What is expected → Quote the records word for word, from the very beginning through the line that contains "[66, 248, 76, 260]", including that line and nothing after it.

---- Given records

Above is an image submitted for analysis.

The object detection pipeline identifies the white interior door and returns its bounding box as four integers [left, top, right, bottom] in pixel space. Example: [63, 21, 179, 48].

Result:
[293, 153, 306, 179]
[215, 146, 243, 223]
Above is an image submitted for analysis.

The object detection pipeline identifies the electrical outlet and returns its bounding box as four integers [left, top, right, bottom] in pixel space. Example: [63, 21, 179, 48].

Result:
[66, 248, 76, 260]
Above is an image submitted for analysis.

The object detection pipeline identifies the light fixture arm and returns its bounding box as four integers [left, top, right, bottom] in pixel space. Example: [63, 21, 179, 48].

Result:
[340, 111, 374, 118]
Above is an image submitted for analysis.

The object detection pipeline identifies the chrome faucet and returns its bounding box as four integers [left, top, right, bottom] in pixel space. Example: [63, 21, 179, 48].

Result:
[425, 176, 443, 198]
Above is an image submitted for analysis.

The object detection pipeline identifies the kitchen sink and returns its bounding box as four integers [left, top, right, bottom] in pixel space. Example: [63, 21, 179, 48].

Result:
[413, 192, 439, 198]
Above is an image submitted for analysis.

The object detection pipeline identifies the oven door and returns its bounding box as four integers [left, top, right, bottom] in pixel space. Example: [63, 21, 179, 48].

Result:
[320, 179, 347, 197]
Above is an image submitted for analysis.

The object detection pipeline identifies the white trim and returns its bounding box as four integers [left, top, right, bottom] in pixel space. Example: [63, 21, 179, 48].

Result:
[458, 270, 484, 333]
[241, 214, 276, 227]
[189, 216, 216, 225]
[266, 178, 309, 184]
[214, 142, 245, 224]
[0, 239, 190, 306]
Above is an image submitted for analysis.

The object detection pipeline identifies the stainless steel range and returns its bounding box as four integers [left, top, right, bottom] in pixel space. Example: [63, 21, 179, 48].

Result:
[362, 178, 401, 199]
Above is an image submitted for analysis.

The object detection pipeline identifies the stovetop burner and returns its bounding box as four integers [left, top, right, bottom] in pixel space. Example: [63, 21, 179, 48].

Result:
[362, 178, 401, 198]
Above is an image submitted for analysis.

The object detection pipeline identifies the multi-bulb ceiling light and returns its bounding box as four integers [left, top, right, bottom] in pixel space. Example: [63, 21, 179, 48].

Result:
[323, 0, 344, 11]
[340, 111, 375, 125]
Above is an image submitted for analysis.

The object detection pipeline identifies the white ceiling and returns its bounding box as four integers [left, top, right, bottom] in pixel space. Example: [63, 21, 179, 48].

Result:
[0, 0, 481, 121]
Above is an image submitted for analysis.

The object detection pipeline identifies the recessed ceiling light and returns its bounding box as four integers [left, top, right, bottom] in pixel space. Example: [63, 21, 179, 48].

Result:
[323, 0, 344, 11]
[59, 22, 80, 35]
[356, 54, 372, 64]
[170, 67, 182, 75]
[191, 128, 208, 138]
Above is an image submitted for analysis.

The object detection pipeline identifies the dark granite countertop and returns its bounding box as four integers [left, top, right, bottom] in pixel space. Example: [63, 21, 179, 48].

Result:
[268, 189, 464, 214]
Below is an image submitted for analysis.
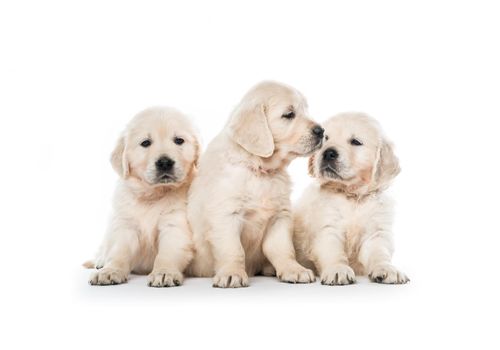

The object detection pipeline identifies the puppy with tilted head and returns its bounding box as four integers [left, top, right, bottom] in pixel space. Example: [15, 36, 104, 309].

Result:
[85, 107, 200, 287]
[188, 82, 323, 288]
[294, 113, 408, 285]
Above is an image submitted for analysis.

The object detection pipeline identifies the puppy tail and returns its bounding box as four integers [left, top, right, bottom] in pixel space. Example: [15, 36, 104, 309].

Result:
[82, 260, 95, 269]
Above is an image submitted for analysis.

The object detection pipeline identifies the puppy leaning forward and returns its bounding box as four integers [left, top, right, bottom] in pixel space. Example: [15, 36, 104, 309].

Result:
[84, 108, 200, 287]
[294, 113, 409, 285]
[188, 82, 323, 288]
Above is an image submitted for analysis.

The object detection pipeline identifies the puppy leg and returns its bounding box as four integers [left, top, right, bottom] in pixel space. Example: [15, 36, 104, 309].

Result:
[89, 227, 139, 285]
[209, 215, 248, 288]
[359, 232, 410, 284]
[312, 228, 356, 285]
[148, 214, 193, 287]
[262, 213, 315, 283]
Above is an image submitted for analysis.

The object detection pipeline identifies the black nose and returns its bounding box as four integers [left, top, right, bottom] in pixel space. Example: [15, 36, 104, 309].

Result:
[155, 156, 175, 171]
[323, 148, 339, 160]
[312, 125, 325, 139]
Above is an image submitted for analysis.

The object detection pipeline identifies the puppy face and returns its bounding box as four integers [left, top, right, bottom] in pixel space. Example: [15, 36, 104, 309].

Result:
[111, 107, 199, 186]
[309, 113, 399, 192]
[228, 82, 323, 158]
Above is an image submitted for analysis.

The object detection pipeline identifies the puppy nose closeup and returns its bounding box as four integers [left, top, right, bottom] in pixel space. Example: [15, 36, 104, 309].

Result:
[156, 157, 175, 171]
[323, 148, 339, 160]
[312, 125, 325, 138]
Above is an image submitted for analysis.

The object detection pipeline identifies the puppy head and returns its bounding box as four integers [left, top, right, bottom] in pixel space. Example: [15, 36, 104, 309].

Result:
[309, 113, 400, 194]
[111, 107, 200, 187]
[228, 82, 323, 158]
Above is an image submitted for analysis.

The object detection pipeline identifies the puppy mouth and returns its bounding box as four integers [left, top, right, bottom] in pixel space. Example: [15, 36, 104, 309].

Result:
[302, 138, 323, 156]
[320, 164, 344, 180]
[156, 173, 177, 184]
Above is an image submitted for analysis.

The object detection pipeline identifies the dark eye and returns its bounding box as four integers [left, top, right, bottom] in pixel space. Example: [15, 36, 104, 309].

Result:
[350, 138, 363, 146]
[174, 137, 184, 146]
[141, 139, 153, 148]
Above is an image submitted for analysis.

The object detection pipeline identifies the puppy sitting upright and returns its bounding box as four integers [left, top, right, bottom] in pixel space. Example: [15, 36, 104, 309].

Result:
[188, 82, 323, 288]
[86, 108, 199, 287]
[294, 113, 408, 285]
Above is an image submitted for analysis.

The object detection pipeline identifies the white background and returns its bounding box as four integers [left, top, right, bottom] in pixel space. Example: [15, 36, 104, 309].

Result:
[0, 0, 500, 349]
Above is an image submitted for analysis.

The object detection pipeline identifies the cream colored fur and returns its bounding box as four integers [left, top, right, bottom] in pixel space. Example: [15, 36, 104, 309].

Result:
[85, 108, 200, 287]
[294, 113, 408, 285]
[188, 82, 322, 287]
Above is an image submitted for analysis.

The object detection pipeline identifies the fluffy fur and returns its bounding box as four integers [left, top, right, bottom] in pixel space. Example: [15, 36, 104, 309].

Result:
[294, 113, 408, 285]
[188, 82, 323, 288]
[88, 108, 200, 287]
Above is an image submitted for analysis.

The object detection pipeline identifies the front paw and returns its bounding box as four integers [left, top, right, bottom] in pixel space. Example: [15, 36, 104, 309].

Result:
[213, 269, 248, 288]
[148, 269, 184, 287]
[321, 264, 356, 286]
[277, 263, 316, 283]
[89, 267, 128, 286]
[368, 264, 410, 284]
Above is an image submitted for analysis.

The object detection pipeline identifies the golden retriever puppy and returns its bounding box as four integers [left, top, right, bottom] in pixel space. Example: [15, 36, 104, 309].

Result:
[188, 82, 323, 288]
[294, 113, 408, 285]
[85, 108, 200, 287]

--------

Response to this exercise →
Above is an image submitted for analysis.

The object detection pipeline identifies the white interior door and returns its bounding box as four integers [left, top, right, bottom] in pixel space. Example: [63, 21, 179, 48].

Result:
[293, 153, 306, 179]
[215, 146, 243, 223]
Above is an image submitted for analysis.

The object detection pipeline identifies the electrical outlet and returns its bounding box as four integers [left, top, right, bottom] in pixel space. Example: [63, 21, 179, 48].

Result:
[66, 248, 76, 260]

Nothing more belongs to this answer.